# The exercise
Put every line of the items below into a numbered list, skipping blank lines and leaving out the pictures.

# Input rows
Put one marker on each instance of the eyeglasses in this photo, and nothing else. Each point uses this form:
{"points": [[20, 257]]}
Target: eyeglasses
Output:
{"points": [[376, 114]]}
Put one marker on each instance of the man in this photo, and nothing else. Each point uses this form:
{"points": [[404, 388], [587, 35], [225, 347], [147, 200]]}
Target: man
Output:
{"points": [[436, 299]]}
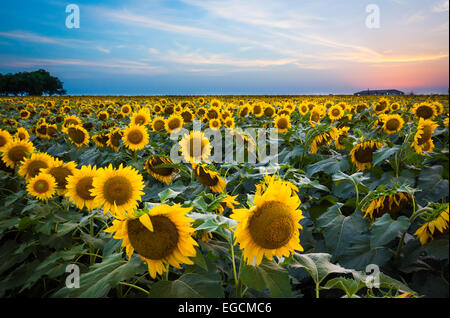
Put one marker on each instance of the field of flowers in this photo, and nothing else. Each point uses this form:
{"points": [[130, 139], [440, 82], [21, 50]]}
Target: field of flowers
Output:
{"points": [[353, 202]]}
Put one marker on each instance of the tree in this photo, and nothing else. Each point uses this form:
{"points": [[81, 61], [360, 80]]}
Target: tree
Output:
{"points": [[31, 83]]}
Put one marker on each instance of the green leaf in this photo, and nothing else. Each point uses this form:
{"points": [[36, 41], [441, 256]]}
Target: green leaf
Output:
{"points": [[168, 194], [338, 230], [191, 285], [103, 276], [348, 285], [318, 265], [267, 275], [385, 229], [384, 153]]}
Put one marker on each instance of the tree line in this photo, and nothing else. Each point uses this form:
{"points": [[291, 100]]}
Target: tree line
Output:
{"points": [[35, 83]]}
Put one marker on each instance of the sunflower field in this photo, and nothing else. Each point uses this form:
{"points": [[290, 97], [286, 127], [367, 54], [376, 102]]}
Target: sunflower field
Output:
{"points": [[354, 202]]}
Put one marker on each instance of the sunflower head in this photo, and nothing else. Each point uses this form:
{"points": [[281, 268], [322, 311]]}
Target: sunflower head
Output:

# Written answer
1. Put one marker on each instance of the eyeglasses in this photo, and nothing else. Each point uses this form:
2. {"points": [[20, 257]]}
3. Target: eyeglasses
4. Output:
5. {"points": [[376, 114]]}
6. Put one marker on each instance of the man in this photo, and nothing else. Each point uses this form:
7. {"points": [[404, 388], [587, 35], [225, 347], [147, 200]]}
8. Target: man
9. Output:
10. {"points": [[436, 299]]}
11. Put one marker on each instance of the field of flowers in this photo, and nothing else. Each point uses this form:
12. {"points": [[130, 139], [440, 82], [21, 50]]}
13. Target: field of flowers
14. Output:
15. {"points": [[353, 202]]}
16. Put one marker on each instance of the tree in this photo, and nothing else. Each point uses this form:
17. {"points": [[81, 61], [360, 80]]}
18. Target: tree
19. Output:
20. {"points": [[31, 83]]}
21. Put one marker on each instance of the green leaf in this photo, and nothing else. Each point uses this form:
22. {"points": [[36, 41], [441, 256]]}
23. Target: green leaf
24. Output:
25. {"points": [[168, 194], [338, 230], [191, 285], [103, 276], [348, 285], [318, 265], [267, 275], [385, 229], [384, 153]]}
26. Put one marker on each instance of the tree line in this photo, and nothing else. Each point uses this form:
27. {"points": [[291, 100]]}
28. Target: tree line
29. Output:
30. {"points": [[35, 83]]}
31. Put one marker on each instance of the sunflower field in this photo, and nothing else. Each point uses this form:
32. {"points": [[290, 97], [286, 127], [367, 54], [376, 102]]}
33. Target: sunflower field
34. Output:
35. {"points": [[354, 202]]}
36. Put one marker on each instance of the sunflower head in this photo, and nothing else. Each point uses this form:
37. {"points": [[281, 268], [322, 311]]}
38. Target: sunflower head
39. Output:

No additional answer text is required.